Task requirements: Within the records, find every line that includes the word "below" and copy it.

Material provided:
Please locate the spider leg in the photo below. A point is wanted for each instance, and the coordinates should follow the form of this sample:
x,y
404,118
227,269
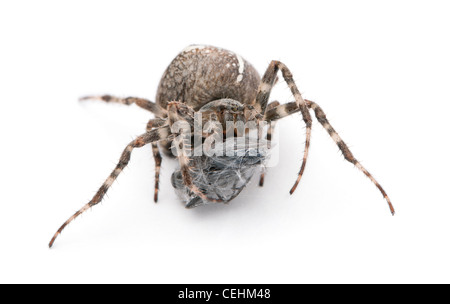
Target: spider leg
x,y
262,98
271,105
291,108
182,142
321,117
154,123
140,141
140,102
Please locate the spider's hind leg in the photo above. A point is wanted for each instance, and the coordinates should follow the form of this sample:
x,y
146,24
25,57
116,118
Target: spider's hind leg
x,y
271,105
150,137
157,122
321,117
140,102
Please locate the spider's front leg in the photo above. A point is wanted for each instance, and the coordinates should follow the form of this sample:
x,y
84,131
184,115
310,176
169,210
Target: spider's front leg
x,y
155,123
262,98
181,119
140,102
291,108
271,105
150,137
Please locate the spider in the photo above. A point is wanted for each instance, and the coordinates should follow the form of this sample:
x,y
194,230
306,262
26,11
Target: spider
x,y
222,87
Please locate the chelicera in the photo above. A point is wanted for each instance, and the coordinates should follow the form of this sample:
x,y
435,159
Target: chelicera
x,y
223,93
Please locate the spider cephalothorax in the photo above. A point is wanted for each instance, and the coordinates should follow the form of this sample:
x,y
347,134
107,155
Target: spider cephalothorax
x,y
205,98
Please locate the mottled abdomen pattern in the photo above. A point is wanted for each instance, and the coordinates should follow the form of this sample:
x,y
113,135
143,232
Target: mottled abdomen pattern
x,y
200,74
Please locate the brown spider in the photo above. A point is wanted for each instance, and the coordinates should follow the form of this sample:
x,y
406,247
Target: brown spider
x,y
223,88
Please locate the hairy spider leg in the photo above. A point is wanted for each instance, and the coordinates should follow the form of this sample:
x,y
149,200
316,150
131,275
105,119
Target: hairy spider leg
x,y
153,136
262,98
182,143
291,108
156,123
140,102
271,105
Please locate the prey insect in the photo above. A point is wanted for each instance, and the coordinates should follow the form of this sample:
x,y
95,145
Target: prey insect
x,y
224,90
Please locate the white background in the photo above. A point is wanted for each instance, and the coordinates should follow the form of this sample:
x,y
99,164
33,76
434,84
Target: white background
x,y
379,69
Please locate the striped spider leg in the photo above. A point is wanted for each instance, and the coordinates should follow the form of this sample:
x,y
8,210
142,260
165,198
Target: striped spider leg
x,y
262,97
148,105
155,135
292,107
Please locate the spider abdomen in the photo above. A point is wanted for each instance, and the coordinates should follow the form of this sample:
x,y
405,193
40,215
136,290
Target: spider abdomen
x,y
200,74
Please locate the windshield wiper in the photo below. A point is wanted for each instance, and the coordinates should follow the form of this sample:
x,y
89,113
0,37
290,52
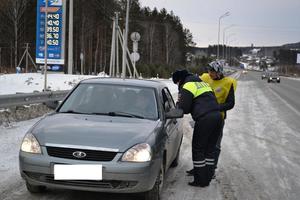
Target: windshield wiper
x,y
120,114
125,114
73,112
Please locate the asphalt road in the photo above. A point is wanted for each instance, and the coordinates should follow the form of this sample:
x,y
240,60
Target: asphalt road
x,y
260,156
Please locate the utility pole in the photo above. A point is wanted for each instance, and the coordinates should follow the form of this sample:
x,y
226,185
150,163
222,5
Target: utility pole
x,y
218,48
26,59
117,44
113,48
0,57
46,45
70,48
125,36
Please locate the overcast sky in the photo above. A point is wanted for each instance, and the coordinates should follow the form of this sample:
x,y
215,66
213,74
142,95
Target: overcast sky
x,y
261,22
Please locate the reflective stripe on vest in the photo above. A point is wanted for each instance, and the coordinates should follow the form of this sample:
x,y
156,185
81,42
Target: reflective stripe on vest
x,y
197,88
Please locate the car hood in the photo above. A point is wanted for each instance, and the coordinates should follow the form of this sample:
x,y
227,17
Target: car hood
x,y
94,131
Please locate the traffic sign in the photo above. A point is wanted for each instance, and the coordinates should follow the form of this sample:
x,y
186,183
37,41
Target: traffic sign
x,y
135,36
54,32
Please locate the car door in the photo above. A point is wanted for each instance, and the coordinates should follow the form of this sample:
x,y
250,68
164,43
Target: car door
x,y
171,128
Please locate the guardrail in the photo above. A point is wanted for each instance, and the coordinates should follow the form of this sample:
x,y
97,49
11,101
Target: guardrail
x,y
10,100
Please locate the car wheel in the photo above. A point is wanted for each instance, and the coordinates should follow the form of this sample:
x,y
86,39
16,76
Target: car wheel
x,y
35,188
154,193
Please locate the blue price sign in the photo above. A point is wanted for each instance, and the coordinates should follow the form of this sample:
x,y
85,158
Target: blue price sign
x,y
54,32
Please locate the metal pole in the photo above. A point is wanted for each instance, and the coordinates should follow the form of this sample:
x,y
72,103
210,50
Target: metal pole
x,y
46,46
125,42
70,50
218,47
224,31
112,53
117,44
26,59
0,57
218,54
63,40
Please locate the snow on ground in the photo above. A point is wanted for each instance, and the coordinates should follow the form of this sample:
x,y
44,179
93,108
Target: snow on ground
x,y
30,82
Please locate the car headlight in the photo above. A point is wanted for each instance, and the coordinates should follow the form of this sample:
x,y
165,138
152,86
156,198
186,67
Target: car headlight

* * *

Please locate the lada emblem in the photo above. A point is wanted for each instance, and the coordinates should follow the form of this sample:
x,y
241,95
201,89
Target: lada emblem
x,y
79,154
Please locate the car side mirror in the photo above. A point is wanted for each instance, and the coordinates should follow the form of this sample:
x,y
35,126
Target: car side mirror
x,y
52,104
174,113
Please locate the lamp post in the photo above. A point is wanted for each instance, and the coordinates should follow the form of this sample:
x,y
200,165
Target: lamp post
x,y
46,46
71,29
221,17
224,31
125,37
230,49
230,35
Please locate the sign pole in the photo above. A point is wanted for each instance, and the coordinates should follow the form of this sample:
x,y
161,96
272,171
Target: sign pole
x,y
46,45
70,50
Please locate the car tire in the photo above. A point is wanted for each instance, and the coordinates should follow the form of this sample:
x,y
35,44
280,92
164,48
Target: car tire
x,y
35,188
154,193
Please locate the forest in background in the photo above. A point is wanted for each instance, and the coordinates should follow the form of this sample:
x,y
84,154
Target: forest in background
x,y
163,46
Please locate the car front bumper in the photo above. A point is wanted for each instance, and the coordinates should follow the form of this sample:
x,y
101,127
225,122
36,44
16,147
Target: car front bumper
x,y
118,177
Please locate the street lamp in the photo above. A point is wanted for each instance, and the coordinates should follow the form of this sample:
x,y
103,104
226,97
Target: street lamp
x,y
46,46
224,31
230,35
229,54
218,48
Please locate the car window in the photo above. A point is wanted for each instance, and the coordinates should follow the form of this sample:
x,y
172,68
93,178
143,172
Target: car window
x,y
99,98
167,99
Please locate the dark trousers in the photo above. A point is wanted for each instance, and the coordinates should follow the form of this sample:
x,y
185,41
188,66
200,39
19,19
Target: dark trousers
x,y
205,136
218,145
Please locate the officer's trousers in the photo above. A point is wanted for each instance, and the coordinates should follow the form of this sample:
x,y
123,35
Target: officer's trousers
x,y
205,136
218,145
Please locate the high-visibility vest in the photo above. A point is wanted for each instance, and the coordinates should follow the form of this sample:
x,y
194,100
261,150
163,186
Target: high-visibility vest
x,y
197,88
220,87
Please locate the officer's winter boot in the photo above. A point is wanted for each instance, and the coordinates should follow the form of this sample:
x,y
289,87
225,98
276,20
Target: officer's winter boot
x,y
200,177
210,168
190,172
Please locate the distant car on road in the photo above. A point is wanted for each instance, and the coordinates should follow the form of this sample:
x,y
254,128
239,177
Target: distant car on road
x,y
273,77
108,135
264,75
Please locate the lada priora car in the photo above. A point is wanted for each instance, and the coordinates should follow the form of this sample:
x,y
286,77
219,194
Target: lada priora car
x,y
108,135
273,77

Exercise output:
Please locate the spider leg in the photo below. A point is wanted for each instance, and the coordinates should follow the form of this sample:
Please locate the windshield wiper in the photo below. A point is wanted for each instance, and the coordinates should follow the form of this sample:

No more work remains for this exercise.